Required work ▸ Extract every line of the records below that contains the word "rose".

--- Start ---

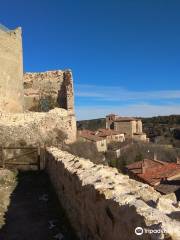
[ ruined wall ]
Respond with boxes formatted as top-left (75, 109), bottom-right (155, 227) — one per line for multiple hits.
top-left (0, 28), bottom-right (24, 112)
top-left (24, 70), bottom-right (74, 114)
top-left (0, 108), bottom-right (76, 146)
top-left (46, 147), bottom-right (180, 240)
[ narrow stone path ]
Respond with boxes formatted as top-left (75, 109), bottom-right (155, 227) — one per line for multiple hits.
top-left (0, 172), bottom-right (77, 240)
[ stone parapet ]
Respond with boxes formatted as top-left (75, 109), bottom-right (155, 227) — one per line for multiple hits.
top-left (46, 147), bottom-right (180, 240)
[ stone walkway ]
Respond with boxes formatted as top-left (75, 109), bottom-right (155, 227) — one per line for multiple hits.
top-left (0, 172), bottom-right (77, 240)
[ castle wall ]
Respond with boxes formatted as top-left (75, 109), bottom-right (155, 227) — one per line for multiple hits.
top-left (24, 70), bottom-right (74, 114)
top-left (46, 147), bottom-right (180, 240)
top-left (0, 28), bottom-right (24, 112)
top-left (0, 108), bottom-right (76, 146)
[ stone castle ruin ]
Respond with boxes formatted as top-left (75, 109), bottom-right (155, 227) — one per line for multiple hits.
top-left (0, 25), bottom-right (76, 145)
top-left (0, 26), bottom-right (24, 113)
top-left (0, 23), bottom-right (180, 240)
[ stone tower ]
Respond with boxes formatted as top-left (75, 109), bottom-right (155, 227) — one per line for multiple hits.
top-left (0, 25), bottom-right (24, 113)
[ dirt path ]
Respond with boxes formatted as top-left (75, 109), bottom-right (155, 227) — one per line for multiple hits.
top-left (0, 172), bottom-right (77, 240)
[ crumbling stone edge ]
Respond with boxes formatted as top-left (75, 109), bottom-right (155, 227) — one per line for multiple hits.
top-left (46, 147), bottom-right (180, 240)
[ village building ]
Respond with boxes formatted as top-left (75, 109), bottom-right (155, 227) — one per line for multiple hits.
top-left (106, 114), bottom-right (148, 141)
top-left (78, 130), bottom-right (107, 152)
top-left (126, 159), bottom-right (180, 200)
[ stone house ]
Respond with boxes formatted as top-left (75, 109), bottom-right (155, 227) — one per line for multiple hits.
top-left (78, 130), bottom-right (107, 152)
top-left (106, 114), bottom-right (147, 141)
top-left (94, 128), bottom-right (125, 144)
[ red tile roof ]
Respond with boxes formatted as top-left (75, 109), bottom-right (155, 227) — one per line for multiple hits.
top-left (126, 159), bottom-right (180, 186)
top-left (114, 117), bottom-right (139, 122)
top-left (97, 128), bottom-right (123, 137)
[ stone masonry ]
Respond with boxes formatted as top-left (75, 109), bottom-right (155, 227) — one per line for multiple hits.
top-left (0, 25), bottom-right (76, 146)
top-left (0, 28), bottom-right (24, 112)
top-left (46, 147), bottom-right (180, 240)
top-left (24, 70), bottom-right (74, 114)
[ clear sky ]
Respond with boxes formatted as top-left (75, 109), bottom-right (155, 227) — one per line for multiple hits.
top-left (0, 0), bottom-right (180, 119)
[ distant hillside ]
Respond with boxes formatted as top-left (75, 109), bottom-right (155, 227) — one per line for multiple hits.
top-left (77, 115), bottom-right (180, 147)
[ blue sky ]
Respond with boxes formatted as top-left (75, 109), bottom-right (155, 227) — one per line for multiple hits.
top-left (0, 0), bottom-right (180, 119)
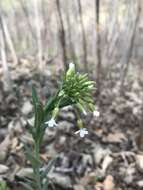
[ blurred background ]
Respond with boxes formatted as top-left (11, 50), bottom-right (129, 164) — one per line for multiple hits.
top-left (0, 0), bottom-right (143, 190)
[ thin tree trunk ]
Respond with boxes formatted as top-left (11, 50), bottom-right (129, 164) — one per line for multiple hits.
top-left (66, 1), bottom-right (76, 64)
top-left (1, 15), bottom-right (18, 64)
top-left (77, 0), bottom-right (88, 72)
top-left (19, 0), bottom-right (37, 40)
top-left (56, 0), bottom-right (68, 69)
top-left (95, 0), bottom-right (102, 93)
top-left (34, 0), bottom-right (44, 71)
top-left (0, 17), bottom-right (12, 91)
top-left (121, 0), bottom-right (141, 92)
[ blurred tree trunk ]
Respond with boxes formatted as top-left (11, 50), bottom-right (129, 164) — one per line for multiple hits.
top-left (56, 0), bottom-right (68, 69)
top-left (19, 0), bottom-right (36, 40)
top-left (121, 0), bottom-right (141, 92)
top-left (95, 0), bottom-right (102, 93)
top-left (66, 1), bottom-right (76, 64)
top-left (77, 0), bottom-right (88, 72)
top-left (0, 17), bottom-right (12, 91)
top-left (0, 14), bottom-right (18, 64)
top-left (34, 0), bottom-right (44, 72)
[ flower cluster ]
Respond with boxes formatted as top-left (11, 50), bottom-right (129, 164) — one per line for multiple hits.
top-left (45, 63), bottom-right (100, 137)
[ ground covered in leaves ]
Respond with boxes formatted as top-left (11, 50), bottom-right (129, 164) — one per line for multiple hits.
top-left (0, 63), bottom-right (143, 190)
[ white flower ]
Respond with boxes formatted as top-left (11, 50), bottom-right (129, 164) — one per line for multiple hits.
top-left (93, 110), bottom-right (100, 117)
top-left (45, 118), bottom-right (57, 127)
top-left (75, 128), bottom-right (88, 138)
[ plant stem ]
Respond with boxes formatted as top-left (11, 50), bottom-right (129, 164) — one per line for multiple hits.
top-left (34, 142), bottom-right (42, 190)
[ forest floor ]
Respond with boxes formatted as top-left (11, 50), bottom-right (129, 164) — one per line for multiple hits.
top-left (0, 61), bottom-right (143, 190)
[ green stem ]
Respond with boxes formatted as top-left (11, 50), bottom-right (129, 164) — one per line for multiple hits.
top-left (34, 142), bottom-right (42, 190)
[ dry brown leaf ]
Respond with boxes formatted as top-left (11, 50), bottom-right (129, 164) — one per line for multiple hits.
top-left (103, 175), bottom-right (115, 190)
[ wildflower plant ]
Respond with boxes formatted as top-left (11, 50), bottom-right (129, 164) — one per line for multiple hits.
top-left (21, 63), bottom-right (98, 190)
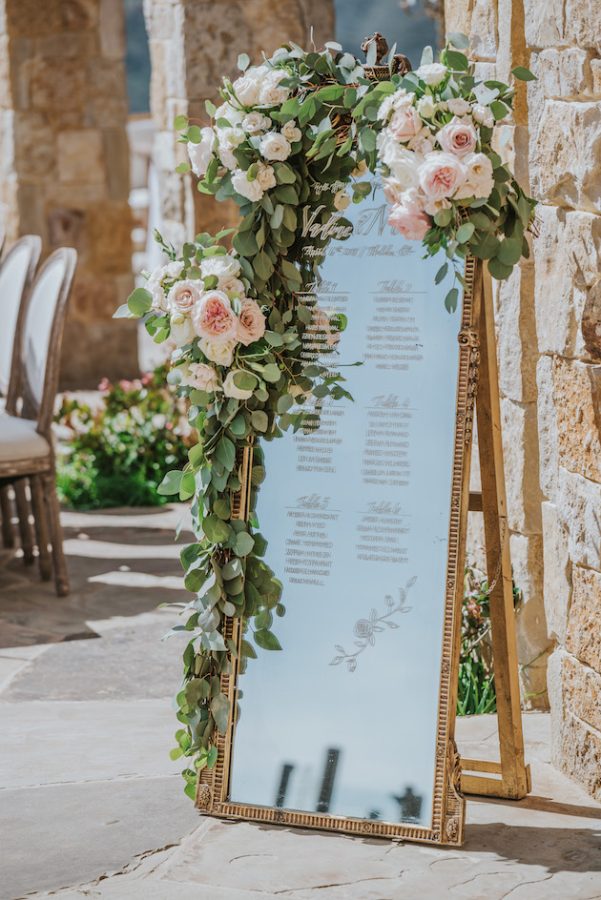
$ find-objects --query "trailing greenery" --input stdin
[116,37,531,797]
[55,366,196,509]
[457,566,522,716]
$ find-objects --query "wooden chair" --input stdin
[0,234,42,563]
[0,247,77,596]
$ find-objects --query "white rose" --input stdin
[242,112,271,134]
[472,103,495,128]
[455,153,495,200]
[415,63,447,87]
[334,191,351,212]
[232,66,265,106]
[232,169,265,203]
[223,369,252,400]
[258,69,290,106]
[181,363,219,394]
[447,97,471,116]
[200,253,240,278]
[417,94,436,119]
[198,338,238,366]
[256,162,277,191]
[378,88,413,122]
[378,131,419,190]
[188,126,215,178]
[259,131,292,160]
[282,119,303,144]
[169,313,196,347]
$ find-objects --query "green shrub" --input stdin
[457,566,522,716]
[55,367,194,509]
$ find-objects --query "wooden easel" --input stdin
[460,263,531,800]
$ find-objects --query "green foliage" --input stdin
[55,367,194,509]
[457,566,522,716]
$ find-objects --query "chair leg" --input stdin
[0,484,15,550]
[42,467,69,597]
[13,478,33,566]
[29,475,52,581]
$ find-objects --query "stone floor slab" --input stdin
[0,776,198,900]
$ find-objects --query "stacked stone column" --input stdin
[0,0,137,387]
[447,0,601,797]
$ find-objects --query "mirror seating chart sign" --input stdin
[199,182,478,844]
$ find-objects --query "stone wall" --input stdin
[446,0,601,797]
[144,0,334,246]
[0,0,137,387]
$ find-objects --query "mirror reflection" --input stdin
[230,189,460,826]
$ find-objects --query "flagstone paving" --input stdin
[0,509,601,900]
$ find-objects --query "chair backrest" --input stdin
[0,234,42,405]
[17,247,77,435]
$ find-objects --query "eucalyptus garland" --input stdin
[116,35,533,797]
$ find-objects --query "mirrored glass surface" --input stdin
[230,179,460,826]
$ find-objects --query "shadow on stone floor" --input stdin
[461,819,601,872]
[0,506,191,648]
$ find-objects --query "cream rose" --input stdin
[378,130,419,189]
[259,131,292,161]
[472,103,495,128]
[223,369,252,400]
[232,169,265,203]
[242,112,271,134]
[258,66,290,106]
[282,119,303,144]
[415,63,447,87]
[182,363,219,394]
[447,97,471,116]
[198,338,238,366]
[417,94,436,119]
[455,153,495,200]
[200,253,240,278]
[167,281,204,313]
[436,116,478,157]
[388,191,432,241]
[236,297,265,347]
[187,126,215,178]
[388,106,422,143]
[419,151,465,200]
[256,162,277,191]
[377,88,413,122]
[334,191,351,212]
[232,66,265,106]
[192,291,238,344]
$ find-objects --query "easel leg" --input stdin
[461,267,530,800]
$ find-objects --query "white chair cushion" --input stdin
[0,411,50,462]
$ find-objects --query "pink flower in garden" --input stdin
[388,191,432,241]
[419,151,465,200]
[236,297,265,347]
[436,116,478,157]
[192,291,238,343]
[388,106,422,142]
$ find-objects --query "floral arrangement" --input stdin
[117,36,533,797]
[54,366,192,509]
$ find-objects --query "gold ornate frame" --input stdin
[196,259,482,845]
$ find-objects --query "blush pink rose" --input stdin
[419,150,466,200]
[388,106,422,142]
[388,191,432,241]
[236,297,265,347]
[436,116,478,157]
[192,291,238,344]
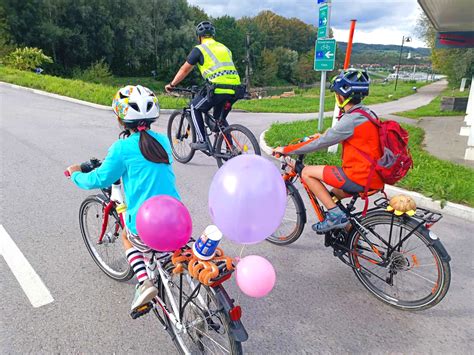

--- End ---

Problem solution ▸
$ find-objects --query "white rose" --input stdin
$ find-objects --query "cream rose" --input stdin
$ find-objects --query "blush pink rose" --input stdin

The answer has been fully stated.